> WHAT IS REQUIRED:
Pick out every line below that contains the string "water", matching case exactly, and copy each one in full.

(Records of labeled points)
..........

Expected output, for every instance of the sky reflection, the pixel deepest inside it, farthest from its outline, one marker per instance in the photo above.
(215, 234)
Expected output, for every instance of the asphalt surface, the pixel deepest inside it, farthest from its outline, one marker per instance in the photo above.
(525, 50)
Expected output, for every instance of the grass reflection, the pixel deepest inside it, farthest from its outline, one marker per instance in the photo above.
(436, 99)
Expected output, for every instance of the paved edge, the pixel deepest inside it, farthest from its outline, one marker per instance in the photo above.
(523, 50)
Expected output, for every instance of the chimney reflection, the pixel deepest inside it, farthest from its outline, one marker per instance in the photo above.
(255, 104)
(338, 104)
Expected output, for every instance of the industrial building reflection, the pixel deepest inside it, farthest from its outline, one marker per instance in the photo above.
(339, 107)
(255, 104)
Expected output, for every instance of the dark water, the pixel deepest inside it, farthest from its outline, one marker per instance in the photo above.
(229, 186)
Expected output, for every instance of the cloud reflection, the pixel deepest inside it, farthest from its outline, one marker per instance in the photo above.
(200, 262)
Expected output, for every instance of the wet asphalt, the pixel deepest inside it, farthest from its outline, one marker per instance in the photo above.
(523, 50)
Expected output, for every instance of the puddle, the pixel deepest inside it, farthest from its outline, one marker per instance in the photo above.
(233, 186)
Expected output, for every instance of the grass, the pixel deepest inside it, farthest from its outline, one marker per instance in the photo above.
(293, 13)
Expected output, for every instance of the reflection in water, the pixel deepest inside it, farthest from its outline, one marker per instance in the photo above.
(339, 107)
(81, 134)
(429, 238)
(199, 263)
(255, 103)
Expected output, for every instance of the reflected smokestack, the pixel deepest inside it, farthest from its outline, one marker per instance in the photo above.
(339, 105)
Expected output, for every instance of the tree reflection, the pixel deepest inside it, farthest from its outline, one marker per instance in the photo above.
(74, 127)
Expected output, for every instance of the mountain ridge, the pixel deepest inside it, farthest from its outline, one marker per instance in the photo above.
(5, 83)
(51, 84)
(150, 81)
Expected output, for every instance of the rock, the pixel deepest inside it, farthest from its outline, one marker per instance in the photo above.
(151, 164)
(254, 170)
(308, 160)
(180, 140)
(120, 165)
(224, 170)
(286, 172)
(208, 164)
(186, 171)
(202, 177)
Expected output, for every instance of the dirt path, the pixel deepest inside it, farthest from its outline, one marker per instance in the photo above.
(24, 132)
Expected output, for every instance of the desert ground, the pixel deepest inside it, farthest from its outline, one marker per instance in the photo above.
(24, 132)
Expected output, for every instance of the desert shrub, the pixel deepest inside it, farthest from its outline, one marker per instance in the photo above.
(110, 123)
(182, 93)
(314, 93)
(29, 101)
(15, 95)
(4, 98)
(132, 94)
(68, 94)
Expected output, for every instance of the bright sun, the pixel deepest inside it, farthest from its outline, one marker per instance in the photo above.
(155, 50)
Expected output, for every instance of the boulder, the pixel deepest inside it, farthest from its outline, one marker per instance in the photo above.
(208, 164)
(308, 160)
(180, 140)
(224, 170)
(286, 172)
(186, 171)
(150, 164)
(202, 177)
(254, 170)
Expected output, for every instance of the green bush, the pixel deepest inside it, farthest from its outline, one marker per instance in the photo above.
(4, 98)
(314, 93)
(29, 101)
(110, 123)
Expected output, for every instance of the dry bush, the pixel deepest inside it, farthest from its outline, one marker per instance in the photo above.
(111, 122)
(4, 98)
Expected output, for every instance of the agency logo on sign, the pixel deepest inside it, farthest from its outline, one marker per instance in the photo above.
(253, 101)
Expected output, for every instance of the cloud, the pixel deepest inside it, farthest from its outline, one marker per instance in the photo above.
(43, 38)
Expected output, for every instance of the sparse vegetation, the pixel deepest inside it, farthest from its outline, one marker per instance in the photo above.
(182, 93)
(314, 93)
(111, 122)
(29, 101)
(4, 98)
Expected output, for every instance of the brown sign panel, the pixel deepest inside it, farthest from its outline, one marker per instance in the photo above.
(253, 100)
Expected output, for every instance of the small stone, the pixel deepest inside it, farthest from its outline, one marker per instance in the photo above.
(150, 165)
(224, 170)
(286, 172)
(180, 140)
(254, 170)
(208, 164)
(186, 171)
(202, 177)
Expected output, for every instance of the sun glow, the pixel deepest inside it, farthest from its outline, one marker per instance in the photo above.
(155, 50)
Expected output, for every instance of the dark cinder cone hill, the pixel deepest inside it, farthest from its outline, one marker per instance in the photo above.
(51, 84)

..........

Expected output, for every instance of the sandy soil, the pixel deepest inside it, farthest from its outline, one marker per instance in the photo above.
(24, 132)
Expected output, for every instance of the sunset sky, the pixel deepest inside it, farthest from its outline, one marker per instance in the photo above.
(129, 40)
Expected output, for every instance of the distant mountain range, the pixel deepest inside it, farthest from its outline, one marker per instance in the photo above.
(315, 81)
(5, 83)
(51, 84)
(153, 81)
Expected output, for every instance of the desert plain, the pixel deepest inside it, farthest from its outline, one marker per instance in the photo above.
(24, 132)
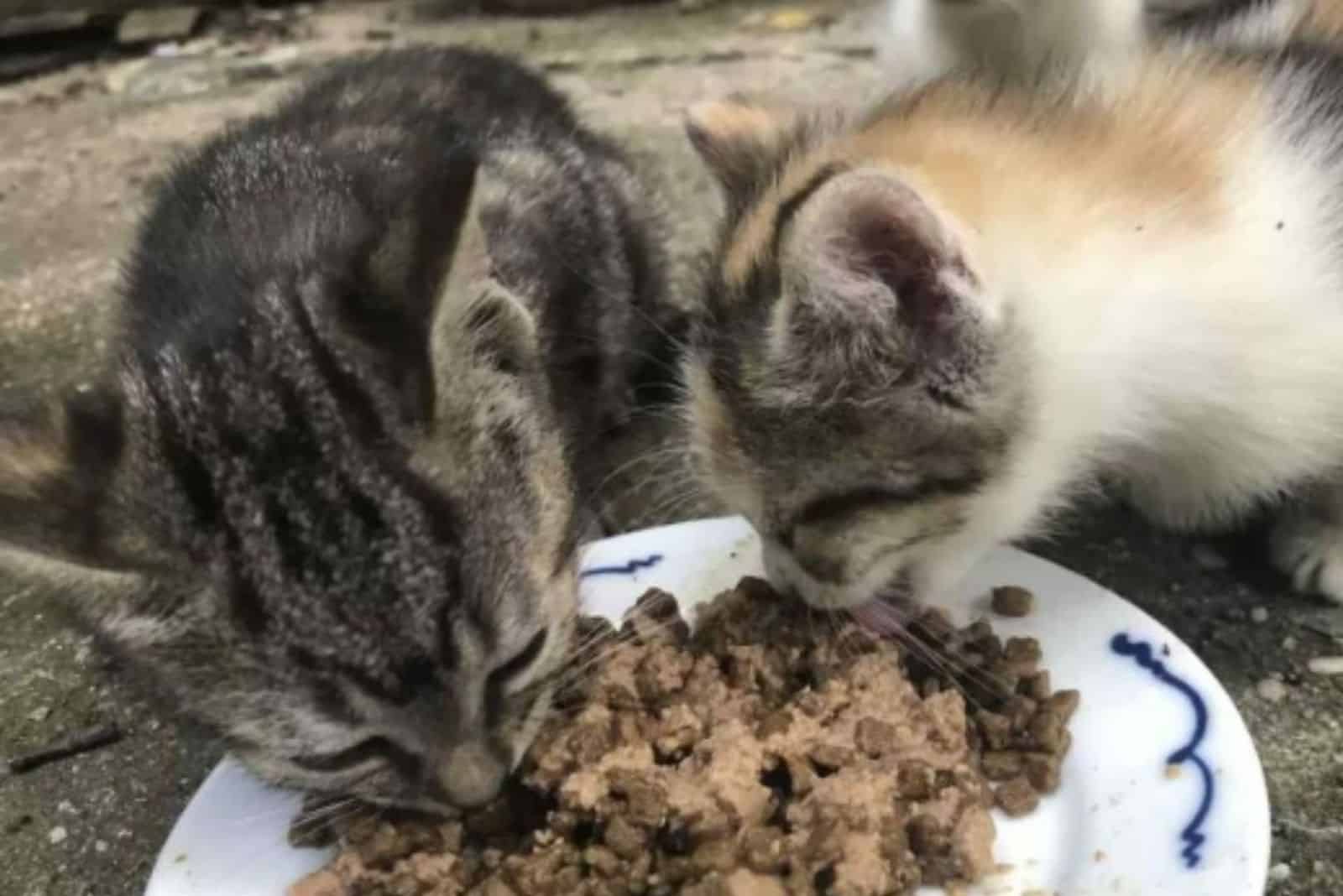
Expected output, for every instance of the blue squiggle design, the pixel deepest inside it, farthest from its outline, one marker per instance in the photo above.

..........

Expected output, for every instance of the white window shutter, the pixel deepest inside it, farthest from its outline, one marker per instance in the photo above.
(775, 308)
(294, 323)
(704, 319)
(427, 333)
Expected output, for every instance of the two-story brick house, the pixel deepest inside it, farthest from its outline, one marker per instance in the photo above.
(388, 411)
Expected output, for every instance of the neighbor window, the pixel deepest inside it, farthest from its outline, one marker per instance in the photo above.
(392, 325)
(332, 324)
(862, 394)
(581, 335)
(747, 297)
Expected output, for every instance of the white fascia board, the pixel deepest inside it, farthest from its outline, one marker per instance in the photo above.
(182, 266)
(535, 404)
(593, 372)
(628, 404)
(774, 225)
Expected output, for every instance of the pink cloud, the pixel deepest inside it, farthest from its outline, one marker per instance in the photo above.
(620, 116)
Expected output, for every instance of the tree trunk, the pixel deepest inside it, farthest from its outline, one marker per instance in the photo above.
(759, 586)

..........

> COMPLETED EXERCISE:
Expected output, for every instance of the dark water, the pixel deepest inside it, farthest from its outline, one marker per instance in the photo above.
Expected output, for every instance of the reflection in water, the pixel deepest inside it, farthest from its outline, one marker per instance in the photo above.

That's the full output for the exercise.